REQUIREMENTS:
[1] In the recommendation system notebook, on which day of the suggested timeline is the Phase 2 implementation note submitted?
[2] Change "attempt" to "submission" in the recommendation system notebook, giving the part starting with "- Submit the" and going on through "invalidates the attempt.".

***** EXCERPTED PASSAGE

# Scalable AI Recommendation System for Large Datasets
Portfolio-ready notebook for movies, online courses, and products. Follows IU portfolio structure (Konzeptions-, Erarbeitungs-/Reflexions-, Finalisierungsphase) and includes Streamlit demo guidance.

## Notebook Navigation
- Work top to bottom; finish and submit Phase 1 before starting Phase 2; finish and submit Phase 2 before Phase 3.
- Keep page limits: Phase 1 concept <= 0.5 page; Phase 2 implementation note <= 0.5 page; Phase 3 abstract = 2 pages.
- Upload each Portfolioteil in PebblePad; during Phase 3 re-upload the updated Phase 1 and Phase 2 parts; confirm in Atlas.
- Feedback after Phase 1 and Phase 2 may take up to 7 days; final feedback/grade after Phase 3 within 6 weeks.
- Submit the Eidesstattliche Erklaerung electronically via myCampus; follow IU citation and literature rules.

## Submission Rules (condensed from IU portfolio guides)
- Three phases in the given order. Skipping order invalidates the attempt.
- Portfolioteil 1 (Konzept): short text (<=0.5 page) plus early sketches or wireframes.
- Portfolioteil 2 (Erarbeitung/Reflexion): short text (<=0.5 page) plus digital draft (prototype screenshot or partial app).
- Portfolioteil 3 (Finalisierung): 2-page abstract PDF + final product + re-uploads of Portfolioteil 1 and 2 (updated) + optional zip with resources.
- The portfolio documents the full learning path: goals, method, execution, reflection, and final artefact.
- Submission channel: PebblePad; verification and final feedback in Atlas.

## Suggested 4-week Timeline
| Day | Milestone |
| --- | --- |
| 1 | Kick-off, define goals, secure data access, outline evaluation. |
| 7 | Submit Phase 1 concept + sketches to PebblePad. |
| 14 | Receive/implement feedback; continue builds. |
| 21 | Submit Phase 2 implementation note + digital draft. |
| 28 | Finalize models/UI; upload Phase 3 with abstract + final product + updated Phase 1 and 2. |

## Phase 1 – Konzeptionsphase (Portfolioteil 1)
### Problem and goal (answer concisely)
- What user problem are we solving? (movie/course/product discovery, cold start, relevance)
- What is the measurable goal? (e.g., +X% NDCG@10, sub-300 ms latency)
- Which users and item domains are in scope?

### Data sources
- Pick one or more large interaction datasets (MovieLens 25M, Amazon Reviews, course click logs).
- Note size, sparsity, license, and sampling choices.
- Plan item metadata for content features: genres, tags, embeddings from text or images.

### Method and tools
- Collaborative filtering: implicit ALS or BPR; sparse matrix factorization; fast item-item cosine.
- Content-based: TF-IDF or embedding similarity; ANN index (faiss/hnswlib/annoy).
- Hybrid: weighted blend or model stacking; backfill with popularity for cold start.
- Dimensionality reduction: SVD/SVD++ to compress signals.

**********
***** DATA EXCERPTS

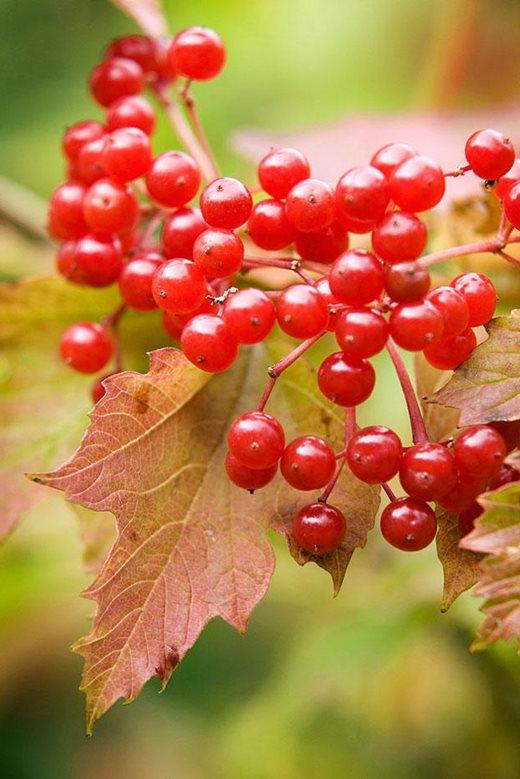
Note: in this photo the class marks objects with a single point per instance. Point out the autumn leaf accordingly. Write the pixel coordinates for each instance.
(148, 15)
(191, 546)
(486, 388)
(497, 535)
(460, 566)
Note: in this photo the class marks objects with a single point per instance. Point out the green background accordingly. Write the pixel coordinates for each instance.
(376, 681)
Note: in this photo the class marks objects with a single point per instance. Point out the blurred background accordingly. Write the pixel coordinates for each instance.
(377, 679)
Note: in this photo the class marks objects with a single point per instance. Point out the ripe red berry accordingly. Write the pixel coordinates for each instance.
(65, 214)
(489, 153)
(480, 295)
(115, 78)
(448, 353)
(479, 452)
(318, 529)
(302, 311)
(179, 286)
(135, 281)
(250, 315)
(269, 227)
(361, 332)
(99, 259)
(218, 253)
(110, 207)
(226, 203)
(76, 136)
(248, 478)
(406, 281)
(417, 184)
(280, 170)
(399, 236)
(180, 232)
(197, 53)
(453, 308)
(408, 524)
(256, 439)
(173, 179)
(356, 277)
(414, 326)
(374, 454)
(346, 381)
(310, 206)
(86, 347)
(308, 463)
(363, 193)
(389, 157)
(208, 343)
(127, 154)
(428, 471)
(132, 111)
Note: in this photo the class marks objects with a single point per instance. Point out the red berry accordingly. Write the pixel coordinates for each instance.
(414, 326)
(308, 463)
(374, 454)
(318, 529)
(127, 154)
(489, 153)
(226, 203)
(115, 78)
(346, 381)
(408, 524)
(417, 184)
(256, 439)
(448, 353)
(197, 53)
(86, 347)
(479, 452)
(180, 232)
(399, 236)
(99, 259)
(135, 281)
(218, 253)
(389, 157)
(173, 179)
(428, 471)
(356, 278)
(76, 136)
(269, 227)
(65, 215)
(361, 332)
(453, 308)
(250, 315)
(110, 207)
(310, 206)
(280, 170)
(406, 281)
(363, 193)
(131, 111)
(248, 478)
(207, 343)
(179, 286)
(480, 295)
(302, 311)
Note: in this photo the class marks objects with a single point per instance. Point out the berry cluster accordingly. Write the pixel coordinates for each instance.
(127, 216)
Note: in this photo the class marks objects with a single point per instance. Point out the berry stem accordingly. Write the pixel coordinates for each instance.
(419, 433)
(186, 134)
(198, 128)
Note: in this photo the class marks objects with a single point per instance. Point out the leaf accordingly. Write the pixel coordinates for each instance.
(486, 388)
(497, 535)
(460, 566)
(190, 545)
(147, 14)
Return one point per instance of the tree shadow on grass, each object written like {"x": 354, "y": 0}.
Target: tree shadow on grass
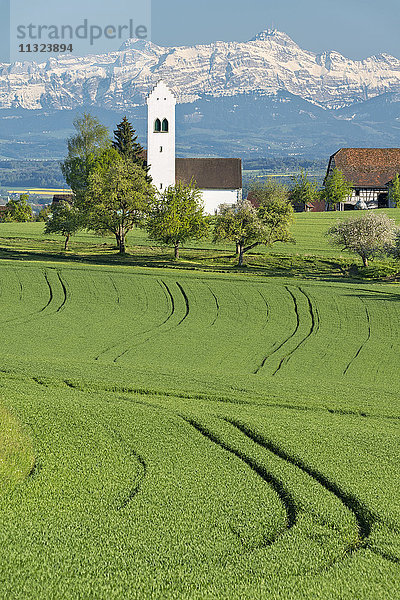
{"x": 308, "y": 268}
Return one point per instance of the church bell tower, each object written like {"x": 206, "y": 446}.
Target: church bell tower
{"x": 161, "y": 136}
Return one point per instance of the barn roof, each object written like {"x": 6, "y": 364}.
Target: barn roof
{"x": 210, "y": 173}
{"x": 367, "y": 167}
{"x": 67, "y": 197}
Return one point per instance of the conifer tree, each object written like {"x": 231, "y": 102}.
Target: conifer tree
{"x": 125, "y": 141}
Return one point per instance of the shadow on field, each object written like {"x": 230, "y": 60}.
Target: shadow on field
{"x": 270, "y": 265}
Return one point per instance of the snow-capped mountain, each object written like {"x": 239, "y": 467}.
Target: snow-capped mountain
{"x": 268, "y": 63}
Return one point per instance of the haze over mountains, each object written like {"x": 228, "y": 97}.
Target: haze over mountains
{"x": 252, "y": 98}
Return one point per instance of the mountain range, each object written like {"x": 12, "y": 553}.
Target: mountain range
{"x": 264, "y": 96}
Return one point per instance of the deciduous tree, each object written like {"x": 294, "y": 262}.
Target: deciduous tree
{"x": 366, "y": 236}
{"x": 249, "y": 226}
{"x": 91, "y": 139}
{"x": 64, "y": 219}
{"x": 394, "y": 190}
{"x": 336, "y": 188}
{"x": 177, "y": 216}
{"x": 19, "y": 210}
{"x": 119, "y": 196}
{"x": 125, "y": 141}
{"x": 304, "y": 191}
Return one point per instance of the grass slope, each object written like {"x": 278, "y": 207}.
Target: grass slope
{"x": 199, "y": 435}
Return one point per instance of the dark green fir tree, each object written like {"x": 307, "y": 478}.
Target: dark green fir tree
{"x": 125, "y": 141}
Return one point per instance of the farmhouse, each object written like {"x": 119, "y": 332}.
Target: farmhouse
{"x": 219, "y": 179}
{"x": 370, "y": 171}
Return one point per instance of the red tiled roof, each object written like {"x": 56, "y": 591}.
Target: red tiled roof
{"x": 367, "y": 167}
{"x": 210, "y": 173}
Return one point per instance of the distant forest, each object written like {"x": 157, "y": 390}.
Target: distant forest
{"x": 47, "y": 173}
{"x": 31, "y": 173}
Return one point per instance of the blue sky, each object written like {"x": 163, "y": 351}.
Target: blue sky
{"x": 356, "y": 28}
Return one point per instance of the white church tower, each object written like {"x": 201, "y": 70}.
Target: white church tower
{"x": 161, "y": 136}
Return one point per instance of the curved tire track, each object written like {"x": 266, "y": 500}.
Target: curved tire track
{"x": 364, "y": 342}
{"x": 364, "y": 517}
{"x": 285, "y": 340}
{"x": 169, "y": 297}
{"x": 186, "y": 299}
{"x": 64, "y": 289}
{"x": 216, "y": 304}
{"x": 313, "y": 328}
{"x": 141, "y": 476}
{"x": 283, "y": 494}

**********

EXPECTED ANSWERS:
[1] Day 21

[2]
- Submit the Eidesstattliche Erklaerung electronically via myCampus; follow IU citation and literature rules.

## Submission Rules (condensed from IU portfolio guides)
- Three phases in the given order. Skipping order invalidates the submission.